## DO THIS
Please report each line in the records below that contains the word "sandstone".

*** RECORD LIST ***

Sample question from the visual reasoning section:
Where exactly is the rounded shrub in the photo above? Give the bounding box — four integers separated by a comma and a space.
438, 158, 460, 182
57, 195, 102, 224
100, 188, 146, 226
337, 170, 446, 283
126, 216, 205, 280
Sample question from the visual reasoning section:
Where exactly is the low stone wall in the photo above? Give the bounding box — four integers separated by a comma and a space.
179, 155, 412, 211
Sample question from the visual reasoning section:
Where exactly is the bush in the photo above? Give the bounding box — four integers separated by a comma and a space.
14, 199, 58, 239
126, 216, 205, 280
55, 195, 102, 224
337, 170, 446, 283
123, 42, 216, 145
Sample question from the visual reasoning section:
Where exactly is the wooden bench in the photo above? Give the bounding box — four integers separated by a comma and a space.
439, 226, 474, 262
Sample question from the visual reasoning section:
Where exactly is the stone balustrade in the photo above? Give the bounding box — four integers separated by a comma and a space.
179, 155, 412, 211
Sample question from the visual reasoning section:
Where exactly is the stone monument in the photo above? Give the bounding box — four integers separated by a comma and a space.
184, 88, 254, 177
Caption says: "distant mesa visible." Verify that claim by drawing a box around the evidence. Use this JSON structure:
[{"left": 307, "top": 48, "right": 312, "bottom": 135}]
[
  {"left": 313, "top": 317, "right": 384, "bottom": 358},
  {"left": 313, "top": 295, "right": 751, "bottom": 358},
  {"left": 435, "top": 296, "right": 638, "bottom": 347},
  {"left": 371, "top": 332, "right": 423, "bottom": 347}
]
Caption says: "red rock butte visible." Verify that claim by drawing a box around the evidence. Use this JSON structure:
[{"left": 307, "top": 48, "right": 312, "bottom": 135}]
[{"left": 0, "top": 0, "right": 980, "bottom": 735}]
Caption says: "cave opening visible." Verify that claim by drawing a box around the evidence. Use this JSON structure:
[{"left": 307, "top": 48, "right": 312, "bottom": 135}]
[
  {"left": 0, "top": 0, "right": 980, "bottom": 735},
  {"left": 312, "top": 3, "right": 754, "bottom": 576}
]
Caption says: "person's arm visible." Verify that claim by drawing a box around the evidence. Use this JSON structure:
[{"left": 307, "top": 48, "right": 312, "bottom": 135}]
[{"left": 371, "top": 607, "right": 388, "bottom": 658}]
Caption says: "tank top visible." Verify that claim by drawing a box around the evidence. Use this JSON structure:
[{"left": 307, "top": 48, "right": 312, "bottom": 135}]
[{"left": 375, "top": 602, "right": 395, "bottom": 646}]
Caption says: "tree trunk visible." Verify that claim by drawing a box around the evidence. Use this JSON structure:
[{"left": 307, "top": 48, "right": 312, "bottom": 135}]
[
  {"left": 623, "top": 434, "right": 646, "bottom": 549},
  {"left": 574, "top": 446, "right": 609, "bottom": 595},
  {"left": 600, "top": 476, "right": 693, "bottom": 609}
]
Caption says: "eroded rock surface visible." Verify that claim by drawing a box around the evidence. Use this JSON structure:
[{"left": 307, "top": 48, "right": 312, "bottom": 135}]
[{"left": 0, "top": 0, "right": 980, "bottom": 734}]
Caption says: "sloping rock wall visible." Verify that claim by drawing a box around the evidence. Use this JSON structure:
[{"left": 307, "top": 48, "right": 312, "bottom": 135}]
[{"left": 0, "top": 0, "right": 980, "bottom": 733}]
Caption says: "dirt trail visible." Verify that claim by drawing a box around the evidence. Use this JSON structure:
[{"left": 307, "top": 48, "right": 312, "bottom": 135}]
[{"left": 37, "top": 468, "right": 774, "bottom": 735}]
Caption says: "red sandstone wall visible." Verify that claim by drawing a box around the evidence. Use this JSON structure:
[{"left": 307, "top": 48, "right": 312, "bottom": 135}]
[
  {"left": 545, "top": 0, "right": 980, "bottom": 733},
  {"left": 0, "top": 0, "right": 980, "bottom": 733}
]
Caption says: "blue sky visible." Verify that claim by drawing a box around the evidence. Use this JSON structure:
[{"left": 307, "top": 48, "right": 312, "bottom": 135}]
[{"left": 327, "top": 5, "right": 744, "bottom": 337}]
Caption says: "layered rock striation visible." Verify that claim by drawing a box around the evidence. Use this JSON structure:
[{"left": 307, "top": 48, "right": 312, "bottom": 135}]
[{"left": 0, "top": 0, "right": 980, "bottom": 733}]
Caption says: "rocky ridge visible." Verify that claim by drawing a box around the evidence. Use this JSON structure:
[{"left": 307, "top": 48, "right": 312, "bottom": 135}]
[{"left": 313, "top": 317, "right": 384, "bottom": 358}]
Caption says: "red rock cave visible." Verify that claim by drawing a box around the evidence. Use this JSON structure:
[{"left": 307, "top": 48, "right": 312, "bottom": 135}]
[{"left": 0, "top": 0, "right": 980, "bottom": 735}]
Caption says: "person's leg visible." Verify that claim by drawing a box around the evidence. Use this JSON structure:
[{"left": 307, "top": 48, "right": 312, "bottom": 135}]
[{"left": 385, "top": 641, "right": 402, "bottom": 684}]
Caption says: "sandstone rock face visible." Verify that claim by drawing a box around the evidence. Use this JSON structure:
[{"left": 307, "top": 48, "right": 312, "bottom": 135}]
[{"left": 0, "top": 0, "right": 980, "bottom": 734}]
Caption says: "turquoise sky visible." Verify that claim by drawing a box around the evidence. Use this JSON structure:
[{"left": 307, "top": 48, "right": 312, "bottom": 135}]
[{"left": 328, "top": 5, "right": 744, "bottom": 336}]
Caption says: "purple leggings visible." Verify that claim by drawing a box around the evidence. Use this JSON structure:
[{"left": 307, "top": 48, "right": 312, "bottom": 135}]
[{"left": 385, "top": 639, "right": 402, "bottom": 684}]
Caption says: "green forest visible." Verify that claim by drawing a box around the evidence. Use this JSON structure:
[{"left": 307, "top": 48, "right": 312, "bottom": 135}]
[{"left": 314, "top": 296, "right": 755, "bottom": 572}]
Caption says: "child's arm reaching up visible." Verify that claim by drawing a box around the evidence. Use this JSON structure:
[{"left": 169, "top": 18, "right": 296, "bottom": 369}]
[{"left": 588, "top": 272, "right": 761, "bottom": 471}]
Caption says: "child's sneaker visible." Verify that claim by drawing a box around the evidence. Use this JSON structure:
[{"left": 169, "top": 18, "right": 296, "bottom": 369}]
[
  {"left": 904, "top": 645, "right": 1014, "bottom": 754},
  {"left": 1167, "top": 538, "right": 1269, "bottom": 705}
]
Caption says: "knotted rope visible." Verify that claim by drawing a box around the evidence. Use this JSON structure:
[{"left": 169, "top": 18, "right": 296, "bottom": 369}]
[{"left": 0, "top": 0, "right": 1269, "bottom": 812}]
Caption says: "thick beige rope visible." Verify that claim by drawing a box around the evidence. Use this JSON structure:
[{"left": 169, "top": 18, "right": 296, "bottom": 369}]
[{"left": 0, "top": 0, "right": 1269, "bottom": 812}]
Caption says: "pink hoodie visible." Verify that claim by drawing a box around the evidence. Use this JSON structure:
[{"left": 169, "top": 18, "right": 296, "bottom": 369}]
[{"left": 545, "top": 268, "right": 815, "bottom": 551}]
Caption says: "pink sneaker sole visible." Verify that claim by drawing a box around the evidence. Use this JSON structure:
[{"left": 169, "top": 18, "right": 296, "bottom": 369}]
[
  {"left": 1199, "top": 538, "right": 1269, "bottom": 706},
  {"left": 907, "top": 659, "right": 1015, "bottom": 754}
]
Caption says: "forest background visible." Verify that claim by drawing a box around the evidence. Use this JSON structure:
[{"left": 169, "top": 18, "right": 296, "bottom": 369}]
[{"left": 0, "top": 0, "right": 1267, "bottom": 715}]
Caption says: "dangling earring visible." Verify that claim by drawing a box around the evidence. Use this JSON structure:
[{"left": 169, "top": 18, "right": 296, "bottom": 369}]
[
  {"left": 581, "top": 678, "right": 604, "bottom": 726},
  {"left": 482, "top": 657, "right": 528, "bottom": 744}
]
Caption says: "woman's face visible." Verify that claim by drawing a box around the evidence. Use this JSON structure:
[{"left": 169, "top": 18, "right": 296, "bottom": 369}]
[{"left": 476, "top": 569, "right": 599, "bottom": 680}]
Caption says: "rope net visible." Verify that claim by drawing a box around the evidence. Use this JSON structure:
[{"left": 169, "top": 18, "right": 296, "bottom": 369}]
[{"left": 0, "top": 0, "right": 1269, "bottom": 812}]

***

## IN RESPONSE
Caption says: "red sandstone wall visible." Verify that claim by drawing a box around the evidence. Use this JSON structure:
Caption says: "sandstone rock face visible." Verify that claim by drawing a box around the evidence. Use this JSON structure:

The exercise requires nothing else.